Start of SOURCE EXTRACT

The COVID-19 pandemic has caused significant worldwide disruptions of business operations and has negatively impacted stock prices globally. As a result, many corporations find themselves potentially vulnerable to abusive takeover tactics, such as inadequate or coercive takeover proposals and market accumulations by investors seeking to profit from depressed stock prices that may not accurately reflect a corporation’s intrinsic value. In addition, some corporations have found that, due to downward movement in their stock price, they are at an increased risk of ownership changes in their stock that would threaten or impair the value of their net operating losses. In order to address these threats, an increasing number of corporations have adopted stockholder rights plans, and many others are preparing rights plans to put on the shelf in case they need to be quickly deployed in the coming months.

The primary purpose of a traditional stockholder rights plan is to protect a corporation’s stockholders from hostile and abusive takeover tactics. By deterring would-be acquirers from accumulating a significant stake without negotiating with the board, rights plans help to ensure that all stockholders receive a fair and adequate price for their shares. A rights plan, which can be quickly implemented by a board of directors without stockholder approval, accomplishes this goal by threatening to dilute the ownership stake of any stockholder who acquires shares in excess of the triggering threshold of the rights plan without first negotiating with the board. The principal purpose of a so-called “NOL” rights plan is to deter stockholders from acquiring shares beyond a specified percentage, usually 5%, to limit ownership changes that would threaten the availability of certain tax benefits.

End of SOURCE EXTRACT
Start of DATA EXTRACT

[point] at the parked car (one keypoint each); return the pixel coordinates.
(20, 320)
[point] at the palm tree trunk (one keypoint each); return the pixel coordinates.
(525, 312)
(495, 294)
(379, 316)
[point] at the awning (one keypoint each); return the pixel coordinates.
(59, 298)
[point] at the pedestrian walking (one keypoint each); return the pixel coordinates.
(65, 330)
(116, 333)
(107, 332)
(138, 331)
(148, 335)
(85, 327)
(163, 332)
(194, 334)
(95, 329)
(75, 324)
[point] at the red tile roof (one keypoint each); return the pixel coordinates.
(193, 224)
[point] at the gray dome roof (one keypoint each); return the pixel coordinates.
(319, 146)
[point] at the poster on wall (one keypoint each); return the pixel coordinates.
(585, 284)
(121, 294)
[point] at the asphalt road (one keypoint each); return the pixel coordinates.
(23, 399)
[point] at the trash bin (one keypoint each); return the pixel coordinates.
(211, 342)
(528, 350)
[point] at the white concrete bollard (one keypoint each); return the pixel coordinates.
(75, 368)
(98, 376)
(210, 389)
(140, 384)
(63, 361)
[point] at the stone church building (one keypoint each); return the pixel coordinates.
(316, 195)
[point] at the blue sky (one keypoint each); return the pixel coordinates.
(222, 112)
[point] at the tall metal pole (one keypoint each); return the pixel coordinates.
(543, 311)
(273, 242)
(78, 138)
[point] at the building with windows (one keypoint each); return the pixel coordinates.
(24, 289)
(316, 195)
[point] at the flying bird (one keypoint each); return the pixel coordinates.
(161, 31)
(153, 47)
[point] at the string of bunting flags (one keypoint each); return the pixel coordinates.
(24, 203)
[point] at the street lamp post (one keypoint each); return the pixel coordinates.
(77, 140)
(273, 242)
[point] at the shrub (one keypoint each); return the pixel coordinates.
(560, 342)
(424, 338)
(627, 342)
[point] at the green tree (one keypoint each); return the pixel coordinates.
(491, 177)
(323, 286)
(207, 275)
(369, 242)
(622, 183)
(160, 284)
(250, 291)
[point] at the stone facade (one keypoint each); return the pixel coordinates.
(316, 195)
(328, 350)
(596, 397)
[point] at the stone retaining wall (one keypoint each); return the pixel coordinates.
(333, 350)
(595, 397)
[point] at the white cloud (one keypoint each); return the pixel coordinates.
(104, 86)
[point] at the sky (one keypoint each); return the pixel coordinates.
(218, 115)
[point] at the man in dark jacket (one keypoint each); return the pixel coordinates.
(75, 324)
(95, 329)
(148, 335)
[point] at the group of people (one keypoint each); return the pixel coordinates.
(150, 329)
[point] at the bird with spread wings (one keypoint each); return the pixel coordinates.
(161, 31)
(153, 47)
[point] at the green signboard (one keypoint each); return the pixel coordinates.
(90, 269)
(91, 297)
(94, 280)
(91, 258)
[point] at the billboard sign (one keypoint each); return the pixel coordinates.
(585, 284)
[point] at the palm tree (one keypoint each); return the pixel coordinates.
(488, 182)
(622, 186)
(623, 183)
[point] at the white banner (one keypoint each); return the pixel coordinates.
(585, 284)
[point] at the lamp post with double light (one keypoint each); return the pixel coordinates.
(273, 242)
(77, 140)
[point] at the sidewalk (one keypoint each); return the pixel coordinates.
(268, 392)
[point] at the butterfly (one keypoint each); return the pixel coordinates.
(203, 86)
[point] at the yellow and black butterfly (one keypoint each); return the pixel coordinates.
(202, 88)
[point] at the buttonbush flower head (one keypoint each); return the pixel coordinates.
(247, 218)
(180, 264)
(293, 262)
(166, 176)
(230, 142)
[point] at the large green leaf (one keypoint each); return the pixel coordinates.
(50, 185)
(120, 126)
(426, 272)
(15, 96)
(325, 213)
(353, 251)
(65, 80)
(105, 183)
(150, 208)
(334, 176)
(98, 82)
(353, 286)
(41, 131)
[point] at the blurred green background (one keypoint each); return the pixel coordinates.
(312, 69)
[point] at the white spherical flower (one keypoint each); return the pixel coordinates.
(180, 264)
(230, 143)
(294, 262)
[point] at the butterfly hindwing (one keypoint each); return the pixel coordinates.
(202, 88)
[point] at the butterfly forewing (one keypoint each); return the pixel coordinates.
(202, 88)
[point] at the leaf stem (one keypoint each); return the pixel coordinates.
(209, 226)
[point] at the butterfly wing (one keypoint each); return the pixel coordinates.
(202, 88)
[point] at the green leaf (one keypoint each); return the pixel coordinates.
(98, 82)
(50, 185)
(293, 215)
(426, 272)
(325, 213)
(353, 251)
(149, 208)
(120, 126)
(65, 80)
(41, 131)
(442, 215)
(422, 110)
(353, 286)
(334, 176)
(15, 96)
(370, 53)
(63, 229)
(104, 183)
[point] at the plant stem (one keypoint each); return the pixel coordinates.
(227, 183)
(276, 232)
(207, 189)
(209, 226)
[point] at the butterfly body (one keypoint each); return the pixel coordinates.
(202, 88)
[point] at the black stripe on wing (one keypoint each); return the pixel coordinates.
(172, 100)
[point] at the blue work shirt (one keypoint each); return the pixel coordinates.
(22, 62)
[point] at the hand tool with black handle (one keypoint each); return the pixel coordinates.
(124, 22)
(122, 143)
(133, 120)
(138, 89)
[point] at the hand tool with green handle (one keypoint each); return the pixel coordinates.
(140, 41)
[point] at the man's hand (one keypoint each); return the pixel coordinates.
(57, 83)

End of DATA EXTRACT

> **WHAT YOU NEED TO DO**
Quote the stretch of the passage on stockholder rights plans from "The primary purpose" through "certain tax benefits.".

> **YOUR RESPONSE**
The primary purpose of a traditional stockholder rights plan is to protect a corporation’s stockholders from hostile and abusive takeover tactics. By deterring would-be acquirers from accumulating a significant stake without negotiating with the board, rights plans help to ensure that all stockholders receive a fair and adequate price for their shares. A rights plan, which can be quickly implemented by a board of directors without stockholder approval, accomplishes this goal by threatening to dilute the ownership stake of any stockholder who acquires shares in excess of the triggering threshold of the rights plan without first negotiating with the board. The principal purpose of a so-called “NOL” rights plan is to deter stockholders from acquiring shares beyond a specified percentage, usually 5%, to limit ownership changes that would threaten the availability of certain tax benefits.